INSTRUCTIONS FOR THE TASK: Copy the lines verbatim, beginning with the line that contains "Question. Indicate the jagged" and continuing through the end of the data, and only those lines.
○ ○ ○
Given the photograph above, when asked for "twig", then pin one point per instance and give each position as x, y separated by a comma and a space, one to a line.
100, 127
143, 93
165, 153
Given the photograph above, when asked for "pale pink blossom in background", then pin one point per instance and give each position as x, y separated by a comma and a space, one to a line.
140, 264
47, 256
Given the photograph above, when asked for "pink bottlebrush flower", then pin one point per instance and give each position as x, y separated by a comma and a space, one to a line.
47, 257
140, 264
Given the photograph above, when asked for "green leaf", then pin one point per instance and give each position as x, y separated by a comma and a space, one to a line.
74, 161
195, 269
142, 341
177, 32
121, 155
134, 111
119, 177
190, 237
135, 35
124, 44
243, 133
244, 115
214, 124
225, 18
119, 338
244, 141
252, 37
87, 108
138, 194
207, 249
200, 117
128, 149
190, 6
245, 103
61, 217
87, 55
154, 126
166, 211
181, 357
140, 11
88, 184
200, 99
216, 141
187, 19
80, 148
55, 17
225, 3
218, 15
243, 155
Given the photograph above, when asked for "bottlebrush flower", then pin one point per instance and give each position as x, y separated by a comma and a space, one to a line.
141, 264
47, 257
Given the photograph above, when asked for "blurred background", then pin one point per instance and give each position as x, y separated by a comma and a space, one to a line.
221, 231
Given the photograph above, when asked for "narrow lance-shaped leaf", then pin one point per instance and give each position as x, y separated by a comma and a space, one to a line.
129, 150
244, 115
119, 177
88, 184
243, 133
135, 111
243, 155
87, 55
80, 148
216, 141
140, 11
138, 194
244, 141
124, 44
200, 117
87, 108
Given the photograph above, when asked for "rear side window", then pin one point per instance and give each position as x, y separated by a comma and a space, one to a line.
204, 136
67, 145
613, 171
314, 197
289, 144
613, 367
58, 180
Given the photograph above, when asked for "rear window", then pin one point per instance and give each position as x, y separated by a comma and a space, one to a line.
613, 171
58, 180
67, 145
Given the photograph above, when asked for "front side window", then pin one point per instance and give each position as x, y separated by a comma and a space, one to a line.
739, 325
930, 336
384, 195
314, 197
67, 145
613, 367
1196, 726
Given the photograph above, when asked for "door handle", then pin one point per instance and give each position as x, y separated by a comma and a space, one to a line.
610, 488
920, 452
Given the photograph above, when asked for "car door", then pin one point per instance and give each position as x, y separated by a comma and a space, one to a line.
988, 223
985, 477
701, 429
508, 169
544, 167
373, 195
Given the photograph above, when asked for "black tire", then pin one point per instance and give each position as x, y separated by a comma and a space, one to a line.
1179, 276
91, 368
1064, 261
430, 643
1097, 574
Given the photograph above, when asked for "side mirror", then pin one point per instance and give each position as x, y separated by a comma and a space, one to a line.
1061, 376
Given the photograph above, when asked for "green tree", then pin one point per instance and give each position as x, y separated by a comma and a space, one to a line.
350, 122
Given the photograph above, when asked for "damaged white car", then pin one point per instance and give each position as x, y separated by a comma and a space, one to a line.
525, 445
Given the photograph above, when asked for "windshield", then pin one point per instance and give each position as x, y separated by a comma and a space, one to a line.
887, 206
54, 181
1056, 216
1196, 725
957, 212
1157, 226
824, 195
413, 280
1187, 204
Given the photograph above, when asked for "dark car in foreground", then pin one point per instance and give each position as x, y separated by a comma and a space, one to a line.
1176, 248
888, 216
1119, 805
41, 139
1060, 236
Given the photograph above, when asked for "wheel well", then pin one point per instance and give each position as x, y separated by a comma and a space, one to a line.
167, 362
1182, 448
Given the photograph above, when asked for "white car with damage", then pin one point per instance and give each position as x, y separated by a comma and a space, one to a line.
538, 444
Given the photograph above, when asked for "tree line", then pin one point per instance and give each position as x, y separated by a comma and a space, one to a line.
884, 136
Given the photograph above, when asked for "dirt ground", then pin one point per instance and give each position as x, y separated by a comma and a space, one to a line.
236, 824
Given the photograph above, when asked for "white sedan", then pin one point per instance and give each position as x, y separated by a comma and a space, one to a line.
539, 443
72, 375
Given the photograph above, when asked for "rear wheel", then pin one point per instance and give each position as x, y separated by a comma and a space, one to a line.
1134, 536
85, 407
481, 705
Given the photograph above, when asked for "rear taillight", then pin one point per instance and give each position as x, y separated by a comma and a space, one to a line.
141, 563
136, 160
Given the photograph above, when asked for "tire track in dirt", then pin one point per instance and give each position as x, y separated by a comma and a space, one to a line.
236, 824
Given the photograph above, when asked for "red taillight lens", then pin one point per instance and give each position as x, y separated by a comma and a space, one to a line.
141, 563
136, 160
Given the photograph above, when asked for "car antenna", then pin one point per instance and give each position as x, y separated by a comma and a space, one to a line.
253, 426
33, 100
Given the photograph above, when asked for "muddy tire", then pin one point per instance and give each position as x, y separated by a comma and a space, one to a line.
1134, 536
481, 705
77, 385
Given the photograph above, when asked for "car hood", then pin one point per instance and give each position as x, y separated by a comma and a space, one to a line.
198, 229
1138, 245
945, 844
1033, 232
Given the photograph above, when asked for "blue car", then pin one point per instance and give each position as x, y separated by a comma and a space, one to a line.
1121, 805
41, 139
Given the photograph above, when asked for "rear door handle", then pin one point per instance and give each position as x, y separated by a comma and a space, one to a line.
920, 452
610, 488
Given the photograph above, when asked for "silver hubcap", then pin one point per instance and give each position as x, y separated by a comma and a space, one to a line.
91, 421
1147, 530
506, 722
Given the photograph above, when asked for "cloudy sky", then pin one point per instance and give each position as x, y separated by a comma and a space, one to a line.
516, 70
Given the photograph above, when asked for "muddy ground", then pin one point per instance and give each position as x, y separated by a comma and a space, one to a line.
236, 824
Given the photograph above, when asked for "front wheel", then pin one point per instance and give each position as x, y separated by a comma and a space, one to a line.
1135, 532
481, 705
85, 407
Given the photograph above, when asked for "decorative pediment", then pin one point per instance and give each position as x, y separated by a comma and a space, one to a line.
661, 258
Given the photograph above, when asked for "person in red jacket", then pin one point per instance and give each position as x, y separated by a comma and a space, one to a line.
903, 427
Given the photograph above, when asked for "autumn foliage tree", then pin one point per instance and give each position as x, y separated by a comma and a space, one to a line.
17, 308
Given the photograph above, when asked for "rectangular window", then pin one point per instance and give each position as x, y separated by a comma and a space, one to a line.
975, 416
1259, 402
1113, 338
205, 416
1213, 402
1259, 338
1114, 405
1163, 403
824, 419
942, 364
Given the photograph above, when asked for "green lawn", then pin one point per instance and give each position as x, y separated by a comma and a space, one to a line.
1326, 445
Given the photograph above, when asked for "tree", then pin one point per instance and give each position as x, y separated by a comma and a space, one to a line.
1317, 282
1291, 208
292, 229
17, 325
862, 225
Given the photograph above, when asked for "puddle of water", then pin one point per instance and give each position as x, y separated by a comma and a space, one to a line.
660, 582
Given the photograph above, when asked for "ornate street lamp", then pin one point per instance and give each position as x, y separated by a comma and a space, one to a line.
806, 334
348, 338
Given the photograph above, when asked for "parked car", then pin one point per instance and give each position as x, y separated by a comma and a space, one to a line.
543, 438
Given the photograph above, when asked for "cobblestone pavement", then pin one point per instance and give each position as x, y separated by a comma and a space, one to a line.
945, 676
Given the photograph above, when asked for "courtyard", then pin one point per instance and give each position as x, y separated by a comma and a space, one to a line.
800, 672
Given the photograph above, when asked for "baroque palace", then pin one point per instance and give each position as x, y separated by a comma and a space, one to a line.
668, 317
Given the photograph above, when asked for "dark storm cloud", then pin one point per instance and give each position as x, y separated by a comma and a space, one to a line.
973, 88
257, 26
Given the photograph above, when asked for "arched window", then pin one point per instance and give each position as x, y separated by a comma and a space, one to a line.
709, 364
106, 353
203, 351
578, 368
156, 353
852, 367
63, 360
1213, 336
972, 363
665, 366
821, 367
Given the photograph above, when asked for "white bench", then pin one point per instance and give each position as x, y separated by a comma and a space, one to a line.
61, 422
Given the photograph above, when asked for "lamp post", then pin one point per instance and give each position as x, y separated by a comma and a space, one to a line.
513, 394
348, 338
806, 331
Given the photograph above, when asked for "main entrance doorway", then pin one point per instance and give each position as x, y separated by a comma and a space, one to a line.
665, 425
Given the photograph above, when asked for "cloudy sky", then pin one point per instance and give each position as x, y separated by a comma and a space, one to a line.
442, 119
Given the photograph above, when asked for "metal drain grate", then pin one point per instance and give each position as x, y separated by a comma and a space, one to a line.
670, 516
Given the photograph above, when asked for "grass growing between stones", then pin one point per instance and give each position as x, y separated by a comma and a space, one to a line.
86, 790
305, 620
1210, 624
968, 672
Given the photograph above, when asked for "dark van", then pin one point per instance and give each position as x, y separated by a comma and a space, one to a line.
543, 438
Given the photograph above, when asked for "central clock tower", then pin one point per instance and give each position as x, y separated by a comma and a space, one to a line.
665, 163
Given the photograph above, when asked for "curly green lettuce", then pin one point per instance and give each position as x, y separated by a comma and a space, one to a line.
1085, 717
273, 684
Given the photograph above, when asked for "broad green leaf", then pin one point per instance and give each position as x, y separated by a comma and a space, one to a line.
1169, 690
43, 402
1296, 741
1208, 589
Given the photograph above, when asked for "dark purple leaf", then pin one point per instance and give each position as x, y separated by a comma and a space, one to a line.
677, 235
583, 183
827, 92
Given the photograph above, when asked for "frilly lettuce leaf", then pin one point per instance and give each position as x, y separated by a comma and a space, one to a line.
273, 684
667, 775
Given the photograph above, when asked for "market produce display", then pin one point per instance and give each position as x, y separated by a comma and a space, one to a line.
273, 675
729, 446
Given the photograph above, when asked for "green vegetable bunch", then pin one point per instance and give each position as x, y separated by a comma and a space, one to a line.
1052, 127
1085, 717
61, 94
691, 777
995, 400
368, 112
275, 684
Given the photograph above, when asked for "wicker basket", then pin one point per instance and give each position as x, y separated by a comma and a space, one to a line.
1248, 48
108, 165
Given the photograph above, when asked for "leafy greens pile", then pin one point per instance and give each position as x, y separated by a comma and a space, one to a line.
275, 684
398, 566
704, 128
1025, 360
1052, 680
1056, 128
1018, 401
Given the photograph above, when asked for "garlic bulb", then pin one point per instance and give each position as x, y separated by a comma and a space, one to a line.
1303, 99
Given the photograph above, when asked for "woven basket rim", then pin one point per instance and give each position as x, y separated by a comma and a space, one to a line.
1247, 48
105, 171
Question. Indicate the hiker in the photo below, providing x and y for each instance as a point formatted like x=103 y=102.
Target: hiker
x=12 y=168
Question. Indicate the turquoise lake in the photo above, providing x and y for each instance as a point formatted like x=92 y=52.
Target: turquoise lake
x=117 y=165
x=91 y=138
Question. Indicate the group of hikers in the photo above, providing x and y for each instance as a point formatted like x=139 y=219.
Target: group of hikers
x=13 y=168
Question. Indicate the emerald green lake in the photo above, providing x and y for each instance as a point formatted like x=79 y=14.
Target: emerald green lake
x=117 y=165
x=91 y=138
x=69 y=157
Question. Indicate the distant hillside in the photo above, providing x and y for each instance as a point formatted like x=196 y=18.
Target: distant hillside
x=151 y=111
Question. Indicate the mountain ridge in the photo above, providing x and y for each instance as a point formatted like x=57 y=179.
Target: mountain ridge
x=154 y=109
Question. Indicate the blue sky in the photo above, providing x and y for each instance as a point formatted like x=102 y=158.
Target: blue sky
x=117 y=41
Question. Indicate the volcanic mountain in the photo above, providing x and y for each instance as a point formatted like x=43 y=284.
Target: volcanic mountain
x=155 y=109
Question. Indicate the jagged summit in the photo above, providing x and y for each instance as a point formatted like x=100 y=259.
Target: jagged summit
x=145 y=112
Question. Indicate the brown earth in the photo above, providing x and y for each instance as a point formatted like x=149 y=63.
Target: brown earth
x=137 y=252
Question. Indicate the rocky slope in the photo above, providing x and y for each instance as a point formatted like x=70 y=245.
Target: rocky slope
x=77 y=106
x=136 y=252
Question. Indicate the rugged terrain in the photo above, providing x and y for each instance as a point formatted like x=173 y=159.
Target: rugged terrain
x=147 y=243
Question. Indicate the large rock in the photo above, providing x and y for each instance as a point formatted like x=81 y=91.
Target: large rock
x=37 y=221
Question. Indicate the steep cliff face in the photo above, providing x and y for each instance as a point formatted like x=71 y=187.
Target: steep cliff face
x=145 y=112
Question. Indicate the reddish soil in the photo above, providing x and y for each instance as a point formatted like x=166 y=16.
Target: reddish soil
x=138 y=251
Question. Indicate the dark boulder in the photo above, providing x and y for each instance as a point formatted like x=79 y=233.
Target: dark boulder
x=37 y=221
○ ○ ○
WRITTEN RESPONSE:
Question. Indicate the jagged summit in the photo above, providing x and y for each instance as a point formatted like x=100 y=259.
Target: jagged summit
x=145 y=112
Question. Indicate the brown earth in the photo above, providing x and y for each instance as a point formatted like x=149 y=63.
Target: brown earth
x=137 y=252
Question. Indicate the rocky slope in the photo above, providing x and y for each instance as a point formatted like x=70 y=245.
Target: rocky slope
x=77 y=106
x=136 y=252
Question. Indicate the rugged terrain in the photo above, providing x and y for each instance as a point formatted like x=173 y=159.
Target: rugged terrain
x=147 y=243
Question. Indicate the large rock in the photo above, providing x and y for each instance as a point formatted like x=81 y=91.
Target: large rock
x=37 y=221
Question. Indicate the steep cliff face in the photo above, providing x and y for each instance as a point formatted like x=71 y=187.
Target: steep cliff face
x=145 y=112
Question. Indicate the reddish soil in the photo above, providing x and y for each instance as a point formatted like x=166 y=16.
Target: reddish soil
x=138 y=251
Question. Indicate the dark boulder in the photo above, providing x and y for each instance as a point formatted like x=79 y=233.
Target: dark boulder
x=37 y=221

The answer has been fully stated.